* _Given problem_:
List every line in the entries that contains the word "mountain", matching case exactly.

* _Given information_:

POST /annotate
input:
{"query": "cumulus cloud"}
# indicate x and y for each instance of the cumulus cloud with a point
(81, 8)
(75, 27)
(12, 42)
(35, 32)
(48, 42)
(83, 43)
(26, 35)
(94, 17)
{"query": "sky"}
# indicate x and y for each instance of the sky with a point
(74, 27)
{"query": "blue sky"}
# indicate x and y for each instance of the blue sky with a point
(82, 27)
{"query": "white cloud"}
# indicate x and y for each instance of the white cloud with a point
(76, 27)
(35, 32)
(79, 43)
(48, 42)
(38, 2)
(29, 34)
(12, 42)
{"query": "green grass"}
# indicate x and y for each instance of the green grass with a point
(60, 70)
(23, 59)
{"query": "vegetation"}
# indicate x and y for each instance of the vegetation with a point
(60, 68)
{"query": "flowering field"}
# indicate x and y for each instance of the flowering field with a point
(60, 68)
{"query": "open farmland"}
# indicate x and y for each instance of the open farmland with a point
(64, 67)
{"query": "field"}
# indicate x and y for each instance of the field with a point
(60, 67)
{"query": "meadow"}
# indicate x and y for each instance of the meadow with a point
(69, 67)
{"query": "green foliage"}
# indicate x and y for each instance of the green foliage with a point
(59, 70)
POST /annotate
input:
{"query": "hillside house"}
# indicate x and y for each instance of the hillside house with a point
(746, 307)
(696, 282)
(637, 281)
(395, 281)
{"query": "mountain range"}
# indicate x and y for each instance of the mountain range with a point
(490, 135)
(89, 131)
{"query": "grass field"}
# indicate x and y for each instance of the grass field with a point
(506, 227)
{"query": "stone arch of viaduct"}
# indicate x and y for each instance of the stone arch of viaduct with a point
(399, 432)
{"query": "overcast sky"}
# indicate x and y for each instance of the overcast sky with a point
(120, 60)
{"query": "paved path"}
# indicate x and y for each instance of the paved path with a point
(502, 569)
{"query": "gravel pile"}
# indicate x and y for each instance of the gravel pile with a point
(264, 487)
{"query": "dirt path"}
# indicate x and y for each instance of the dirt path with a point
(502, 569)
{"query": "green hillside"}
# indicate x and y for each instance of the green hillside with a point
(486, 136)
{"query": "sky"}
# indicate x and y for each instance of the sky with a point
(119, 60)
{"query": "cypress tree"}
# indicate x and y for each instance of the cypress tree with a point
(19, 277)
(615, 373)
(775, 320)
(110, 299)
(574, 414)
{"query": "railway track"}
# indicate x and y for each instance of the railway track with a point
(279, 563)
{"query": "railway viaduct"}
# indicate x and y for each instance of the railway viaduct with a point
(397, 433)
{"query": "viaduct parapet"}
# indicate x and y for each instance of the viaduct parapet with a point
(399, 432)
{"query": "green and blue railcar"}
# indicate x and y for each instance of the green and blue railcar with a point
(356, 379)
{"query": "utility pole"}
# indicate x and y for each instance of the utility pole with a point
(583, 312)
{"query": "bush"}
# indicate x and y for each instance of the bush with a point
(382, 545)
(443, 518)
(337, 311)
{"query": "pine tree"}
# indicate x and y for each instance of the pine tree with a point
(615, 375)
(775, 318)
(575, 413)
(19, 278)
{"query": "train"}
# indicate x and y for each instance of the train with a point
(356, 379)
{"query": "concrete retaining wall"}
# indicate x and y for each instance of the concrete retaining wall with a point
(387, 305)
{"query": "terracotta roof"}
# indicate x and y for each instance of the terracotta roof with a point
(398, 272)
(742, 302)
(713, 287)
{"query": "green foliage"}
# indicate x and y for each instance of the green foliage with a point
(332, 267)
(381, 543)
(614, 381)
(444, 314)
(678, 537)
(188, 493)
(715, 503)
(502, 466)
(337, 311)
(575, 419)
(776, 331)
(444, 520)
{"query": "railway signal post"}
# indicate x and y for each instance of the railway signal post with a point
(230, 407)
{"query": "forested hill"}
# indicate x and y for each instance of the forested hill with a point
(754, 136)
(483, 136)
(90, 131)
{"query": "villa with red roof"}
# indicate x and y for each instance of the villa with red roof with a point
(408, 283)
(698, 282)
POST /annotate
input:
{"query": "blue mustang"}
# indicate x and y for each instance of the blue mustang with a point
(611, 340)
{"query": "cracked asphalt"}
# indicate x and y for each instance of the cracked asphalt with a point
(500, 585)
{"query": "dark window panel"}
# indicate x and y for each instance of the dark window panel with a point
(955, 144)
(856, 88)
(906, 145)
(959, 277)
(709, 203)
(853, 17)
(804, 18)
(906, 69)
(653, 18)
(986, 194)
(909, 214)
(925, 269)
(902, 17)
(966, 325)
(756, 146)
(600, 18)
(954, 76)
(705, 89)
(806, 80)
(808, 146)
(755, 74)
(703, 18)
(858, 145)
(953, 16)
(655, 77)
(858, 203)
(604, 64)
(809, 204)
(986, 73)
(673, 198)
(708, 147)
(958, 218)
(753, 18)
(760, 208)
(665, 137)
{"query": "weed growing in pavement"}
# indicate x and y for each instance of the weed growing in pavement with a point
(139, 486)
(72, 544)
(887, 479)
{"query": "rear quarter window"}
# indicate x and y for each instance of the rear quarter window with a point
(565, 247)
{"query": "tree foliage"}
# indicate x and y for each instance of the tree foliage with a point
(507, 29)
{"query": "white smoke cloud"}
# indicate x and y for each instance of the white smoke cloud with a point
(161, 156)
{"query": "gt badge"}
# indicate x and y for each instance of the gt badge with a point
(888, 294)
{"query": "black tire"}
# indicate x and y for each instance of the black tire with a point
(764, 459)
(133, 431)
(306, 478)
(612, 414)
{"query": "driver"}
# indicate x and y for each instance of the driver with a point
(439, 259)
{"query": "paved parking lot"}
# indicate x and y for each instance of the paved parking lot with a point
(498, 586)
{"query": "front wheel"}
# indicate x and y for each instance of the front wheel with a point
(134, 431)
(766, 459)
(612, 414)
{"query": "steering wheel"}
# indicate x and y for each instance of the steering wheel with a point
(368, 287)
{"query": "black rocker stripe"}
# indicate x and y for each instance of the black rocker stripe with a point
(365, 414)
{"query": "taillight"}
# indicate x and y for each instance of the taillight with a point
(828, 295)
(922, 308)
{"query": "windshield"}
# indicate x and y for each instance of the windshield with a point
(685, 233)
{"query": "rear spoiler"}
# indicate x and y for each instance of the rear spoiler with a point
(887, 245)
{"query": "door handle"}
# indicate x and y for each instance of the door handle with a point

* _Problem solution_:
{"query": "mountain range"}
# indicate x and y for each instance of the mountain range with a point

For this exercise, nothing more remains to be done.